• [AIM OF THE EXERCISE]: Your task is to output all the records below, word for word.

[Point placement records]
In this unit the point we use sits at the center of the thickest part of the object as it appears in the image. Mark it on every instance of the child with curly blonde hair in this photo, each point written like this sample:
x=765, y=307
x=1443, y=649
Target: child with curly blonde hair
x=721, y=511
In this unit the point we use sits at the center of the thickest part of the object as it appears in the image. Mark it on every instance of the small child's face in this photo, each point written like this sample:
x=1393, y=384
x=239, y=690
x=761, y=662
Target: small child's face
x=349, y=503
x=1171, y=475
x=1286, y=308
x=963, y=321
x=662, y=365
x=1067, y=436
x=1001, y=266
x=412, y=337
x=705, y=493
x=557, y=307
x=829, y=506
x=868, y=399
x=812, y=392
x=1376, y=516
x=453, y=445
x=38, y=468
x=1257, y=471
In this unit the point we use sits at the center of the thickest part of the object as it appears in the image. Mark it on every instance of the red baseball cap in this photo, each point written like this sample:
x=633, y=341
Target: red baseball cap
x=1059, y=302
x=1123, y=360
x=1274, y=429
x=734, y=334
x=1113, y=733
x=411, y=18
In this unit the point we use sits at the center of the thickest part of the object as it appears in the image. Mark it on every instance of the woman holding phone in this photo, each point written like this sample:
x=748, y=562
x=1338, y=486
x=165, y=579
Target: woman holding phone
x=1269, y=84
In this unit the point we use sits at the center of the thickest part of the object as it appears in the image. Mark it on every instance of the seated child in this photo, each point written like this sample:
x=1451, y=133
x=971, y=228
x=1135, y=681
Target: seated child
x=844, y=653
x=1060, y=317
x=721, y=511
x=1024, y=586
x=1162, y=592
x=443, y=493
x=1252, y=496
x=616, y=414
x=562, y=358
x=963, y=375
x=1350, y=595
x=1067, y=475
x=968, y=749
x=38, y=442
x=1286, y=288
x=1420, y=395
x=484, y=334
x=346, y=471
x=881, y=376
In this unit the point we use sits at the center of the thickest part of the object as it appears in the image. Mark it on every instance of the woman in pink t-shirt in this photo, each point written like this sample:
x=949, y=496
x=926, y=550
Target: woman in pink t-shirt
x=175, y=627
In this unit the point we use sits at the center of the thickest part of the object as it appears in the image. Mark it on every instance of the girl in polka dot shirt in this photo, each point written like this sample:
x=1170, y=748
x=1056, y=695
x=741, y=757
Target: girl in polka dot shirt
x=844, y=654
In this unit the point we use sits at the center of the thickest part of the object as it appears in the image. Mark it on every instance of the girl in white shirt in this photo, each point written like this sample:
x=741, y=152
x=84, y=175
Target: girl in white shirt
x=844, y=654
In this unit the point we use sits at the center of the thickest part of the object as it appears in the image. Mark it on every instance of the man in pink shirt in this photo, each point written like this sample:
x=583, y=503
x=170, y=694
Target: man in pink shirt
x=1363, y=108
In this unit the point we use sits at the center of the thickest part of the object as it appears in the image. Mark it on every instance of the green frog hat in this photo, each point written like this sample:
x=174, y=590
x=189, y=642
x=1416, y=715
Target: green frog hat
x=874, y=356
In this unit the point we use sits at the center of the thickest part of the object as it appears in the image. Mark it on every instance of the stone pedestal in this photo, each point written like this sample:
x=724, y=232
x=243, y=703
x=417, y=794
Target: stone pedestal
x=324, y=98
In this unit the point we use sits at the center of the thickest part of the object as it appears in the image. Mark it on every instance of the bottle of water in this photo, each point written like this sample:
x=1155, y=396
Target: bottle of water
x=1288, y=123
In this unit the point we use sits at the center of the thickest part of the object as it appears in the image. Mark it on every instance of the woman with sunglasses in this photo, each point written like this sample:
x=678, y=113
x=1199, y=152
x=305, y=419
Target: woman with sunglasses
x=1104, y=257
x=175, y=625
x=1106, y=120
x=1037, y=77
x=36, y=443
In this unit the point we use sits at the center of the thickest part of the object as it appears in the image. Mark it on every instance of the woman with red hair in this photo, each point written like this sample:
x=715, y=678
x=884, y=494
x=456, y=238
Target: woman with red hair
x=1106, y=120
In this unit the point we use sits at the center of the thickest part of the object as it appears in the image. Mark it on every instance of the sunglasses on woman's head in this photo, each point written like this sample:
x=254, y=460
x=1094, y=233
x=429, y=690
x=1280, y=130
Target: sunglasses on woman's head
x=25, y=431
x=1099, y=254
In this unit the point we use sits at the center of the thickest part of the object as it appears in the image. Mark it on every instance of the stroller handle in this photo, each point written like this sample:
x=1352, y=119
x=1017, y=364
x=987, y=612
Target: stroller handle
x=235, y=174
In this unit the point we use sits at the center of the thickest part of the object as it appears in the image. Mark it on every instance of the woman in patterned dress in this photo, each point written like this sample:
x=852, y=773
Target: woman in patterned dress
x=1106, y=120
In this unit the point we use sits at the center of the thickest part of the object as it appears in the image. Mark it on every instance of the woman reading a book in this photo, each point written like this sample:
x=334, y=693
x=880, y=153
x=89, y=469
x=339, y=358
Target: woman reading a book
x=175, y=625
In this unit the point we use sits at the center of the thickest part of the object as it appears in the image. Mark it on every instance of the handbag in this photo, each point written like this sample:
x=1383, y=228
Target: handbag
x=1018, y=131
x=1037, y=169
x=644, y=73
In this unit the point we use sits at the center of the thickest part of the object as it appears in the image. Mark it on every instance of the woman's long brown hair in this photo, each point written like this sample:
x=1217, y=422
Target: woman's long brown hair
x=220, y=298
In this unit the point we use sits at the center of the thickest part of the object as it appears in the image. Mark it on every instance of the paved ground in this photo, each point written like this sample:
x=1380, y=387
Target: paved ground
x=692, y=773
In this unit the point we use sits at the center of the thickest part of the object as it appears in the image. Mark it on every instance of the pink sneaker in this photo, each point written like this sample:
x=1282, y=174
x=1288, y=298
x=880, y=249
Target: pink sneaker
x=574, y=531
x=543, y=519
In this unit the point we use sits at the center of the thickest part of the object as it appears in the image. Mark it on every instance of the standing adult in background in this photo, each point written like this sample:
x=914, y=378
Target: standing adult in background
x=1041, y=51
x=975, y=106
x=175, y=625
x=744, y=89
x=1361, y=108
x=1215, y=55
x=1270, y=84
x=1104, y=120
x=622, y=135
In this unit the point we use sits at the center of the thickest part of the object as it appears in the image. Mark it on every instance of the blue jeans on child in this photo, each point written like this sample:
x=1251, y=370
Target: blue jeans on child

• [OUTPUT FOR THIS TASK]:
In this unit the point we use sits at the center of the thickest part of the object as it appears in the image. Mark it on every instance of the child with curly blonde hair in this photo, each point written like this sample:
x=765, y=307
x=1443, y=649
Target: child with curly blonde hair
x=721, y=511
In this unit the point we use sits at the center of the thickest part of the object as it appears in the image. Mark it on every instance of the small child's face in this photo, each point written like this sample:
x=1393, y=384
x=239, y=690
x=761, y=662
Target: small child's face
x=349, y=503
x=1171, y=475
x=1286, y=308
x=963, y=321
x=662, y=365
x=1067, y=436
x=1001, y=266
x=412, y=337
x=705, y=493
x=557, y=307
x=829, y=506
x=868, y=399
x=812, y=392
x=1376, y=516
x=453, y=445
x=38, y=468
x=1257, y=471
In this unit the point we use sits at the center of the thickest part of the object as it appears in the image. Mark it on every instance of the red baseball cap in this photo, each point written like this sample:
x=633, y=341
Target: red baseball cap
x=1059, y=302
x=1123, y=360
x=1274, y=429
x=734, y=334
x=1113, y=733
x=411, y=18
In this unit the point we use sits at the center of the thickest part of the object as it appears in the image. Mark it on every instance of the woman holding phone in this photo, each point written like this sample:
x=748, y=562
x=1338, y=486
x=165, y=579
Target: woman holding phone
x=1269, y=84
In this unit the point we use sits at the center of the thickest part of the object as it appears in the image. Mark it on every instance of the seated child in this photo, each point written like this sample:
x=1451, y=133
x=971, y=228
x=1135, y=681
Target: seated child
x=844, y=653
x=1060, y=317
x=721, y=511
x=1024, y=586
x=1162, y=592
x=443, y=493
x=1252, y=496
x=616, y=414
x=562, y=358
x=963, y=375
x=1350, y=595
x=1067, y=475
x=968, y=749
x=38, y=442
x=1286, y=288
x=1420, y=395
x=484, y=334
x=346, y=471
x=881, y=376
In this unit the point we use sits at the center of the thickest part of the object as it appears in the image. Mark it on every instance of the woman in pink t-shirt in this photo, each point written like this sample:
x=949, y=496
x=926, y=550
Target: woman in pink t-shirt
x=175, y=627
In this unit the point we use sits at the center of the thickest part of the object as it appears in the image. Mark it on every instance of the girl in polka dot shirt in this photo, each point written like this sample:
x=1170, y=748
x=1056, y=695
x=741, y=757
Target: girl in polka dot shirt
x=844, y=654
In this unit the point we use sits at the center of the thickest part of the object as it appears in the image. Mark it on every instance of the girl in white shirt in this photo, each point written like this sample:
x=741, y=152
x=84, y=175
Target: girl in white shirt
x=844, y=654
In this unit the point we use sits at the center of the thickest part of the object as it appears in the image. Mark it on every instance of the man in pink shirt in this photo, each point written like this sample:
x=583, y=503
x=170, y=694
Target: man in pink shirt
x=1363, y=108
In this unit the point we use sits at the center of the thickest part of the object as it appears in the image. Mark it on every instance of the green frog hat in this photo, each point written like this sample:
x=174, y=590
x=189, y=642
x=1416, y=715
Target: green frog hat
x=874, y=356
In this unit the point we use sits at the center of the thickest part of the object as it appears in the image. Mark it on every instance of the stone pedestal in this photo, each point written like this sample:
x=724, y=232
x=243, y=703
x=417, y=794
Target: stone pedestal
x=324, y=98
In this unit the point we use sits at the center of the thickest part of the object as it appears in the image. Mark it on every instance of the bottle of water in this photo, each point written like this sample:
x=1155, y=396
Target: bottle of water
x=1288, y=123
In this unit the point we use sits at the center of the thickest part of the object as it appears in the image. Mark it on every instance of the woman with sunglasses in this photo, each point written like this sample:
x=678, y=113
x=1199, y=152
x=305, y=419
Target: woman with sunglasses
x=1104, y=257
x=175, y=625
x=1106, y=120
x=1037, y=77
x=36, y=443
In this unit the point we use sits at the center of the thickest part of the object as it appears in the image. Mark it on every instance of the woman with red hair in this photo, each point written like this sample:
x=715, y=678
x=884, y=494
x=456, y=238
Target: woman with red hair
x=1106, y=120
In this unit the point we use sits at the center of the thickest part of the object as it appears in the image. Mark it on every instance of the sunglasses on woman's head in this photo, each point written like this sample:
x=254, y=460
x=1094, y=233
x=429, y=690
x=1280, y=130
Target: sunglasses on woman's head
x=25, y=431
x=1099, y=254
In this unit the point we use sits at the center of the thickest part of the object as it appears in the image. Mark it on every instance of the stroller handle in this photo, each point written like this sample:
x=1352, y=119
x=1017, y=364
x=987, y=612
Target: stroller handle
x=235, y=174
In this unit the point we use sits at the center of the thickest part of the object as it appears in the image. Mark it on every instance of the woman in patterned dress in this photo, each point written like this sample:
x=852, y=773
Target: woman in patterned dress
x=1106, y=120
In this unit the point we use sits at the center of the thickest part of the object as it appears in the image. Mark it on every instance of the woman reading a book in this photo, each point written like this sample:
x=334, y=693
x=880, y=153
x=89, y=469
x=339, y=358
Target: woman reading a book
x=175, y=625
In this unit the point we use sits at the center of the thickest part of the object as it appears in the image. Mark it on every instance of the handbag in this photo, each point written like this sample:
x=1383, y=228
Target: handbag
x=1018, y=131
x=1037, y=169
x=644, y=73
In this unit the point we use sits at the center of the thickest part of the object as it appears in the image. Mark it on every instance of the woman's long brown hair in this photo, each point written like this sample:
x=1217, y=422
Target: woman's long brown hair
x=220, y=298
In this unit the point we use sits at the center of the thickest part of the object as it appears in the image. Mark it on every instance of the paved ground in this photo, each point written like this sample:
x=1380, y=387
Target: paved ground
x=692, y=773
In this unit the point we use sits at the center of the thickest part of the object as it appears in the image. Mark it on every instance of the pink sneaker in this photo, each point written like this sample:
x=1282, y=174
x=1288, y=298
x=880, y=249
Target: pink sneaker
x=574, y=531
x=543, y=519
In this unit the point we use sits at the center of the thickest part of the object as it appears in the image. Mark it on every instance of the standing adult in background in this photo, each point written like this sample:
x=914, y=378
Target: standing adult in background
x=1041, y=51
x=975, y=106
x=175, y=625
x=744, y=89
x=1361, y=108
x=1215, y=55
x=1270, y=84
x=1104, y=120
x=622, y=135
In this unit the point we use sits at the center of the thickest part of the object as it appears in the image. Mark it on every instance of the blue jeans on child in this photo, each point written like this sample:
x=1251, y=370
Target: blue jeans on child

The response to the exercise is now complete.